### DOCUMENT SEGMENT:
## begin
Re: [PATCH] Fix MMX/SSE/AVX* shifts by non-immediate scalar (PR target/80286)

public inbox for gcc-patches@gcc.gnu.org
 help / color / mirror / Atom feed

From: Uros Bizjak <ubizjak@gmail.com>
To: Jakub Jelinek <jakub@redhat.com>
Cc: Kirill Yukhin <kirill.yukhin@gmail.com>,
		"gcc-patches@gcc.gnu.org" <gcc-patches@gcc.gnu.org>
Subject: Re: [PATCH] Fix MMX/SSE/AVX* shifts by non-immediate scalar (PR target/80286)
Date: Tue, 04 Apr 2017 06:40:00 -0000	[thread overview]
Message-ID: <CAFULd4bHKjsF-i_uhDXb0AaCw2qtV3JzQSf5wabadnX-FTft-Q@mail.gmail.com> (raw)
In-Reply-To: <20170403203437.GF17461@tucnak>

On Mon, Apr 3, 2017 at 10:34 PM, Jakub Jelinek <jakub@redhat.com> wrote:
> Hi!
>
> This patch deals just with correctness of vector shifts by scalar
> non-immediate.  The manuals say the shift count is bits [0:63] of
> the corresponding source operand (XMM reg or memory in some cases),
> and if the count is bigger than number of bits - 1 in the vector element,
> it is treated as number of bits shift count.
> We are modelling it as SImode shift count though, the upper 32 bits
> may be random in some cases which causes wrong-code.
> Fixed by using DImode that matches what the insns do.

IIRC, SImode was choosen to simplify GPR->XMM register moves on 32bit
target. It does look this was wrong choice from the correctness point.

> Bootstrapped/regtested on x86_64-linux and i686-linux, ok for trunk?
>
> Any thoughts on what to do to generate reasonable code when the shift count
> comes from memory (e.g. as int variable) or is in the low bits of some XMM
> regioster?

The problem with int variable from memory is, that shifts access full
128bits for their count operand, so this is effectively a no-go. If
there is a 128bit count value in memory, we can maybe define shift
pattern with:

(subreg:DI (match_operand:V2DI 2 "general_operand" "xmN,vmN"))

?

> First of all, perhaps we could have some combiner (or peephole) pattern that would
> transform sign-extend from e.g. SI to DI on the shift count into zero-extend
> if there are no other uses of the extension result - if the shift count is
> negative in SImode (or even QImode), then it is already large number and the
> upper 32 bits or more don't really change anything on that.

We can introduce shift patterns with embedded extensions, and split
them to zext + shift. These new patterns can be easily macroized with
any_extend code iterator and SWI124 mode iterator, so we avoid pattern
explosion.
## end
### DATA EXCERPT:
## begin
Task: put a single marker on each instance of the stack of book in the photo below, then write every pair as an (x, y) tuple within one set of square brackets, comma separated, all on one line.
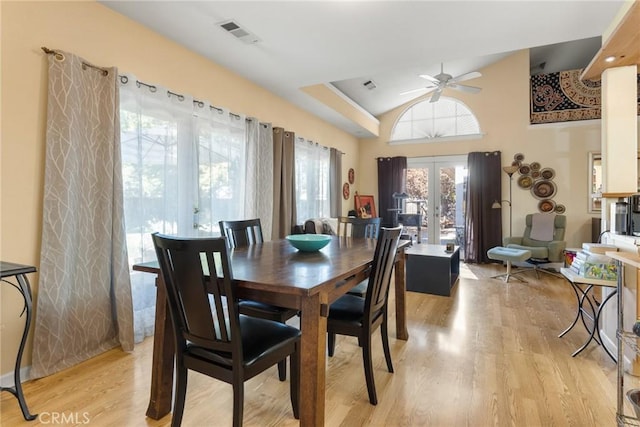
## end
### STATED GOAL:
From the From, To and Cc fields of the mailing-list reply about vector shifts, list each distinct email address.

### EXERCISE RESULT:
- ubizjak@gmail.com
- jakub@redhat.com
- kirill.yukhin@gmail.com
- gcc-patches@gcc.gnu.org